__WHAT IS NEEDED__. Pick out each line in the records below that contains the word "distant" and copy it in full, treating uppercase and lowercase as different.
>> START DATA TO PROCESS
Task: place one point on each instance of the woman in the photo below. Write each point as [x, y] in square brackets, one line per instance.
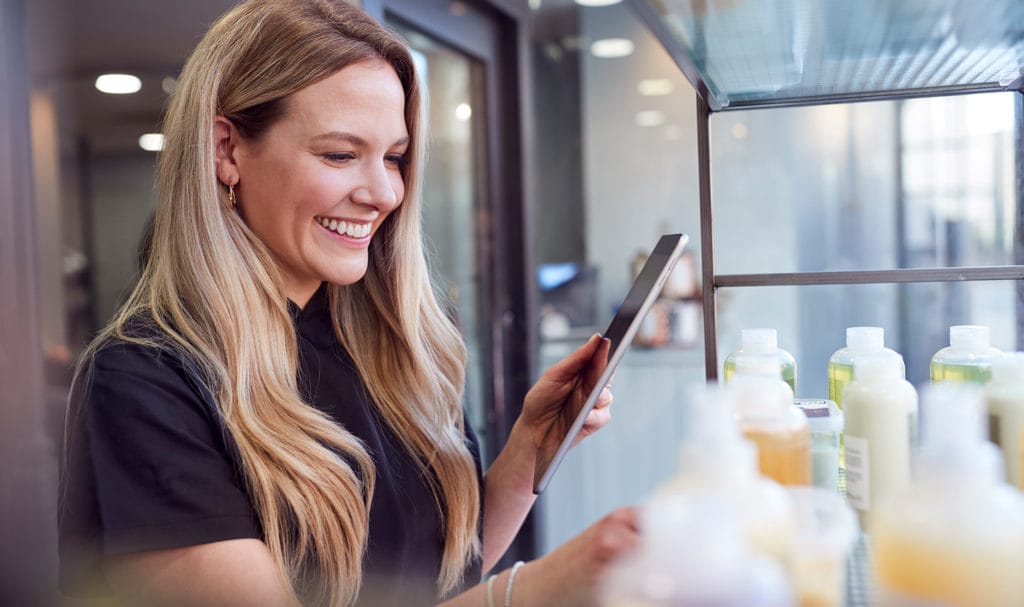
[273, 417]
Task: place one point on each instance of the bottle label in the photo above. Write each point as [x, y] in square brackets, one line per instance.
[857, 476]
[994, 430]
[891, 598]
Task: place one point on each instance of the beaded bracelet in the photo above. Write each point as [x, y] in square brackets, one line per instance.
[491, 591]
[508, 587]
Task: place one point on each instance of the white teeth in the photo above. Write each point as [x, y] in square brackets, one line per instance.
[352, 230]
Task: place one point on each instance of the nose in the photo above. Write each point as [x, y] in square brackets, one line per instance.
[381, 187]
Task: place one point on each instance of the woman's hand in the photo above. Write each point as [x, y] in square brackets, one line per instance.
[552, 404]
[571, 574]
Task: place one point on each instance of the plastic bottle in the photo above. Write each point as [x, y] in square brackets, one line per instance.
[826, 529]
[769, 418]
[826, 422]
[762, 342]
[860, 341]
[955, 536]
[968, 358]
[716, 459]
[692, 554]
[1005, 400]
[880, 408]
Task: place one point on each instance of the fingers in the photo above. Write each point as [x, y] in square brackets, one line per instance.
[572, 364]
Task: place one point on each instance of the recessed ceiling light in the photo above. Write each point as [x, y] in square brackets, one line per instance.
[152, 141]
[649, 118]
[653, 88]
[610, 48]
[118, 84]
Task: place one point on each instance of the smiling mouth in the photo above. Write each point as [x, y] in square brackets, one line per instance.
[345, 228]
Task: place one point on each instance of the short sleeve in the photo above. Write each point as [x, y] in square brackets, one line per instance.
[147, 465]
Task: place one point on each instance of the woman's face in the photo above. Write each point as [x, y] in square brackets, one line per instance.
[321, 181]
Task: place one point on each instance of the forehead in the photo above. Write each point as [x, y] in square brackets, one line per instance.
[367, 96]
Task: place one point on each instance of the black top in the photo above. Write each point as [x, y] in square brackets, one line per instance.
[148, 465]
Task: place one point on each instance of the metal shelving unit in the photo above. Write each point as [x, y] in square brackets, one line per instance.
[778, 53]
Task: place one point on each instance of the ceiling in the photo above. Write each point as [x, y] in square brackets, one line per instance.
[70, 42]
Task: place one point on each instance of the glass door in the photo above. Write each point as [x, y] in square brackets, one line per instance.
[467, 54]
[452, 200]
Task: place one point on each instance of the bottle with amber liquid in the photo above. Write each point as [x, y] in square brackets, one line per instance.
[770, 420]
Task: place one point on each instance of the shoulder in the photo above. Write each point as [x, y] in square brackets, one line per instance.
[142, 371]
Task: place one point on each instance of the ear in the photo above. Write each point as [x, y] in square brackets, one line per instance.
[225, 140]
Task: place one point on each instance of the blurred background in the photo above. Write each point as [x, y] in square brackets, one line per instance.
[563, 142]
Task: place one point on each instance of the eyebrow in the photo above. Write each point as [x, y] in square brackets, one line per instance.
[349, 137]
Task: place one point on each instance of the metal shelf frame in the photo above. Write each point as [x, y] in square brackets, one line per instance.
[708, 104]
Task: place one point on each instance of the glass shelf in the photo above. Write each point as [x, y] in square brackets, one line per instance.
[755, 53]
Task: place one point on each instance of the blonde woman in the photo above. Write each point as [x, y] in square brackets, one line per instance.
[273, 417]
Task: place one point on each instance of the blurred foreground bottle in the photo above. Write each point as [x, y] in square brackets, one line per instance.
[716, 459]
[762, 342]
[1005, 398]
[968, 358]
[955, 535]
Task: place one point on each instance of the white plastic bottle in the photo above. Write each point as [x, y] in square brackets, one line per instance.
[968, 358]
[769, 418]
[860, 341]
[1005, 400]
[716, 459]
[955, 535]
[762, 342]
[881, 406]
[692, 553]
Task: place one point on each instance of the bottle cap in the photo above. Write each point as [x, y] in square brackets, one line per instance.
[759, 341]
[878, 369]
[865, 338]
[758, 364]
[713, 446]
[1008, 367]
[974, 338]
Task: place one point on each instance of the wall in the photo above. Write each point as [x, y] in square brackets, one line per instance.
[122, 198]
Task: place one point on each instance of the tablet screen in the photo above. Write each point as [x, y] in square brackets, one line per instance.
[620, 334]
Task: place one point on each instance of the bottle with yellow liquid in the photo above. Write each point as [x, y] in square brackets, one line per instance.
[880, 408]
[955, 535]
[860, 341]
[968, 358]
[1005, 400]
[762, 342]
[770, 420]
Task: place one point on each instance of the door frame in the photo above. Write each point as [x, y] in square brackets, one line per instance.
[495, 34]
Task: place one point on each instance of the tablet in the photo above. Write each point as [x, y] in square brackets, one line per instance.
[621, 333]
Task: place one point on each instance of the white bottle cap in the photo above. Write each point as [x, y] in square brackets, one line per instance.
[878, 369]
[1009, 367]
[759, 341]
[865, 338]
[973, 338]
[759, 364]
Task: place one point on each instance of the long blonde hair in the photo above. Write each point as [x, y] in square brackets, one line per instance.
[213, 288]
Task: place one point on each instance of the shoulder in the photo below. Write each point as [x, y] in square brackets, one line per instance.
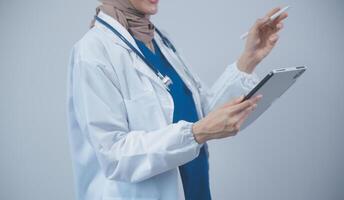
[96, 46]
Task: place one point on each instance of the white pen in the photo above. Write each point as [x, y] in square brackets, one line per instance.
[272, 18]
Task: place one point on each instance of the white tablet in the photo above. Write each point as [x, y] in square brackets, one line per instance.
[272, 87]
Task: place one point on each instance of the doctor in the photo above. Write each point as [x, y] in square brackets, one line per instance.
[139, 119]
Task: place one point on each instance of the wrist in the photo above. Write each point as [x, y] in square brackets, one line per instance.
[247, 63]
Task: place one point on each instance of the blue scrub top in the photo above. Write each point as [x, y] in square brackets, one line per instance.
[194, 174]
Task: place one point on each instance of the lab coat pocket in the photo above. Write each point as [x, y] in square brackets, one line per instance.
[144, 112]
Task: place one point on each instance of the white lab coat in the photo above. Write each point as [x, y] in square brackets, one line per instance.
[123, 142]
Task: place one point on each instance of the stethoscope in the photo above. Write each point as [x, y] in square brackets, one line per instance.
[165, 79]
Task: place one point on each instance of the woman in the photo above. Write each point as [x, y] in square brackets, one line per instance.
[139, 119]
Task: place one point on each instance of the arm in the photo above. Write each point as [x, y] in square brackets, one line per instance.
[123, 154]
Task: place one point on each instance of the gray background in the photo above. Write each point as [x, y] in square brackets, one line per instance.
[293, 152]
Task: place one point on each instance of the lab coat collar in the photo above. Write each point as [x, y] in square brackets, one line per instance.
[138, 64]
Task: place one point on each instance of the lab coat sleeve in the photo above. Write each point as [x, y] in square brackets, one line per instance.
[232, 83]
[125, 155]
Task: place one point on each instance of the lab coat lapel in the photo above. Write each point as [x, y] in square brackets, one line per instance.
[138, 63]
[178, 65]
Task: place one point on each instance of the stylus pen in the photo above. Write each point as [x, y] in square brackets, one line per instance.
[272, 18]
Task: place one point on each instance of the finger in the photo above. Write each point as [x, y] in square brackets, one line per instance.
[280, 18]
[273, 39]
[279, 26]
[234, 102]
[244, 117]
[246, 104]
[273, 11]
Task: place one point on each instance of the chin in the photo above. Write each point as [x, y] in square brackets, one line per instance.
[152, 10]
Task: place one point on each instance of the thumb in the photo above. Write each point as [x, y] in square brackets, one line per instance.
[260, 22]
[234, 101]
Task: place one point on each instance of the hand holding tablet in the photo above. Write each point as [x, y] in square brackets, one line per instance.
[273, 85]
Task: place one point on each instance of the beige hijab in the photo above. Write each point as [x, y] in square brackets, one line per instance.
[136, 22]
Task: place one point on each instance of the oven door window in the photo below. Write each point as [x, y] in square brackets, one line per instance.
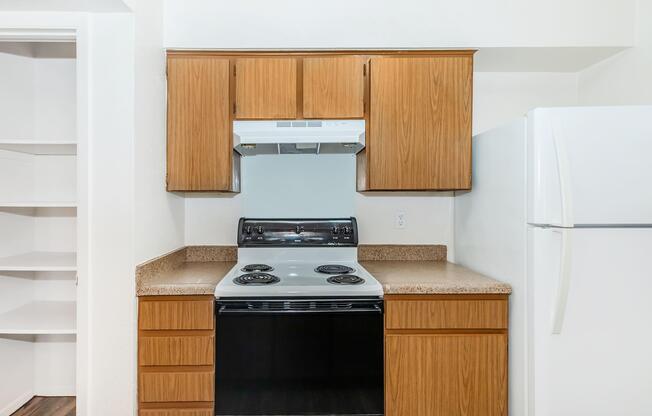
[299, 362]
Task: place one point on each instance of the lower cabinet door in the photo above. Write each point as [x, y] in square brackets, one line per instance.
[446, 374]
[177, 386]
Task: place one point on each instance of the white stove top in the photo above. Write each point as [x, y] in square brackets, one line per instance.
[295, 269]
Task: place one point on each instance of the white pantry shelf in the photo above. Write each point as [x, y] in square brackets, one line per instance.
[40, 317]
[38, 204]
[40, 147]
[40, 261]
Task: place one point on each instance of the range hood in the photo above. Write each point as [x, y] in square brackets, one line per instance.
[298, 137]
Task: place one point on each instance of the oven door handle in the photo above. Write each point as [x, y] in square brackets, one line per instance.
[223, 309]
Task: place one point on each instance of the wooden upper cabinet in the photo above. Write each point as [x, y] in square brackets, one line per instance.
[419, 133]
[199, 156]
[266, 88]
[333, 87]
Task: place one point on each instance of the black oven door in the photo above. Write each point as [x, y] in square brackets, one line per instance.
[309, 356]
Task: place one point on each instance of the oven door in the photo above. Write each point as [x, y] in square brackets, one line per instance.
[309, 356]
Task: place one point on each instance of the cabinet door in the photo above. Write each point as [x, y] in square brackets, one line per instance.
[199, 126]
[333, 87]
[446, 375]
[266, 88]
[420, 123]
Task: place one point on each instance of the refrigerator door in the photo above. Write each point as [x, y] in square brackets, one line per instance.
[589, 166]
[589, 315]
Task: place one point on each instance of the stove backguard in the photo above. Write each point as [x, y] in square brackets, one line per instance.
[342, 232]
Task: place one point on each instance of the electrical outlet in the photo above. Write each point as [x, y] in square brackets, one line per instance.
[400, 220]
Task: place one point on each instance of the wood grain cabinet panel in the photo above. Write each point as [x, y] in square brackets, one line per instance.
[176, 350]
[176, 314]
[446, 314]
[196, 386]
[200, 151]
[176, 412]
[266, 88]
[333, 87]
[446, 375]
[419, 135]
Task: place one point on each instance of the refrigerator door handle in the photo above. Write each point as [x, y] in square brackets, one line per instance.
[563, 285]
[563, 170]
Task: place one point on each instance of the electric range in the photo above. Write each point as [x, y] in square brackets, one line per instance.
[299, 323]
[298, 258]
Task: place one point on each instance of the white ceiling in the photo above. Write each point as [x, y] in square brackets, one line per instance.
[63, 5]
[543, 59]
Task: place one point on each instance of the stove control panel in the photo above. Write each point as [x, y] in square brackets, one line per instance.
[339, 232]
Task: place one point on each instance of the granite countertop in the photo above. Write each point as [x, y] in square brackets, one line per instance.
[403, 270]
[194, 270]
[431, 277]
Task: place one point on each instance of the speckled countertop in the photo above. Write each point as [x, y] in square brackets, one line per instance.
[190, 278]
[431, 277]
[404, 270]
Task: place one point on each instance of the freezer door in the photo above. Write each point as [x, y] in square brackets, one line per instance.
[590, 166]
[589, 322]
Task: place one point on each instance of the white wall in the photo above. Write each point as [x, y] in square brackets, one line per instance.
[387, 23]
[624, 78]
[159, 214]
[111, 304]
[500, 97]
[306, 186]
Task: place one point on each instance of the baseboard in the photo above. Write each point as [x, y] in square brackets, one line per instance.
[56, 391]
[16, 404]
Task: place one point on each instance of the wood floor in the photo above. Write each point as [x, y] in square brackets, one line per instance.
[47, 406]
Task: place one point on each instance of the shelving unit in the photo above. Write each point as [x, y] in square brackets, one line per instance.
[38, 204]
[39, 261]
[39, 217]
[40, 318]
[39, 147]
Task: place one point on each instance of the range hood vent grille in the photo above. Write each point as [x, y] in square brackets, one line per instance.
[298, 137]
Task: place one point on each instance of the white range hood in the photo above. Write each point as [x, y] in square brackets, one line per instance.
[298, 137]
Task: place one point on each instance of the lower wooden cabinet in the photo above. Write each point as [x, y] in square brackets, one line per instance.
[445, 355]
[176, 412]
[457, 369]
[176, 354]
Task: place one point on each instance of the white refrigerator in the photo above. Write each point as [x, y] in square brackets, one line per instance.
[561, 208]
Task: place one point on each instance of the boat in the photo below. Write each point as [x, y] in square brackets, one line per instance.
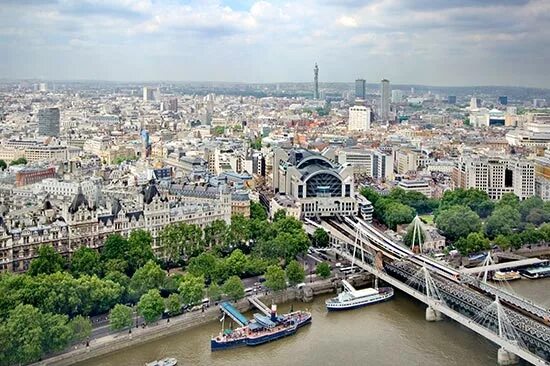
[168, 361]
[350, 298]
[261, 329]
[506, 276]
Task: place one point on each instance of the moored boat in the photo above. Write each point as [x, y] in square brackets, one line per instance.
[506, 276]
[168, 361]
[350, 298]
[260, 330]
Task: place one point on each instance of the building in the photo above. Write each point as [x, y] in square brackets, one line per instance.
[384, 100]
[542, 176]
[316, 82]
[360, 89]
[148, 94]
[48, 122]
[418, 185]
[397, 96]
[496, 176]
[312, 185]
[359, 118]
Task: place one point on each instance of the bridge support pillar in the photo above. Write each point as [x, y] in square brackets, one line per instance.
[506, 358]
[433, 315]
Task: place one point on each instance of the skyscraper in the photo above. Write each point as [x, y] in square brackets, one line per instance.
[385, 99]
[316, 82]
[360, 89]
[48, 122]
[359, 118]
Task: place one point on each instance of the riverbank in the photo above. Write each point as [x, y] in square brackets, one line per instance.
[116, 342]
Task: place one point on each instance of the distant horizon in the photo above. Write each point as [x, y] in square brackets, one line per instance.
[143, 82]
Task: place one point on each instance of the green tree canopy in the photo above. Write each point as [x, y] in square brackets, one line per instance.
[233, 288]
[151, 306]
[457, 221]
[48, 261]
[504, 220]
[323, 270]
[173, 304]
[191, 289]
[320, 238]
[85, 261]
[140, 250]
[275, 278]
[295, 273]
[120, 317]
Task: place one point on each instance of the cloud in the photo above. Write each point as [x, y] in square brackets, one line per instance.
[235, 40]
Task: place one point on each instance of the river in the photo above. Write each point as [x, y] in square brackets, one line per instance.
[390, 333]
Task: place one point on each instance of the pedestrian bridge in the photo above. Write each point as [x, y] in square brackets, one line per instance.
[515, 324]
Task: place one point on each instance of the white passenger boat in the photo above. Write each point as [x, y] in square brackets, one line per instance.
[168, 361]
[350, 298]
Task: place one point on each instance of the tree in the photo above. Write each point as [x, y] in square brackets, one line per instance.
[57, 332]
[275, 278]
[120, 317]
[24, 328]
[151, 306]
[295, 273]
[114, 248]
[20, 161]
[457, 221]
[139, 249]
[173, 304]
[85, 261]
[509, 199]
[320, 238]
[48, 261]
[214, 292]
[191, 289]
[81, 328]
[148, 277]
[323, 270]
[234, 288]
[504, 220]
[257, 211]
[473, 243]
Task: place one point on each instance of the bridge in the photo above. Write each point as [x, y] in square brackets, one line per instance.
[520, 327]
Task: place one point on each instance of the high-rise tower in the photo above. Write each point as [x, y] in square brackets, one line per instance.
[316, 82]
[384, 99]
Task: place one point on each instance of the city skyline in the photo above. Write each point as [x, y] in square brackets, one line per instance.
[440, 43]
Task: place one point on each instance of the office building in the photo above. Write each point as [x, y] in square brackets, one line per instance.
[384, 100]
[308, 184]
[316, 82]
[360, 89]
[359, 118]
[48, 122]
[396, 96]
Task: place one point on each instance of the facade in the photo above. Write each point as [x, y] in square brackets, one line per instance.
[313, 184]
[78, 223]
[496, 176]
[48, 122]
[359, 118]
[384, 99]
[360, 89]
[316, 82]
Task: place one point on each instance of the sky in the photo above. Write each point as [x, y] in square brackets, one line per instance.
[431, 42]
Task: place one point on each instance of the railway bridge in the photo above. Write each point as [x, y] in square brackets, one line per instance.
[520, 327]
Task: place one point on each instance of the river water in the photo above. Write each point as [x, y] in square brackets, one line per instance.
[390, 333]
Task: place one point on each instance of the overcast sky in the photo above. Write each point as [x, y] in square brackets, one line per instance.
[434, 42]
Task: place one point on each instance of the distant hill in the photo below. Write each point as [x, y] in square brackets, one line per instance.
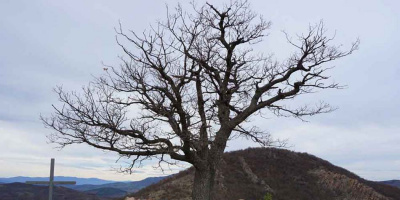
>> END DATA TO PROCESS
__THE ANSWER__.
Task: place one point on each instance of the distant horizon in the photo above. Write each point as [x, y] in square brackets, one line per instance.
Task: place one point on each instance of the distant hill in the photo below. Write each point as [x, y] in square brackets, one line per instance.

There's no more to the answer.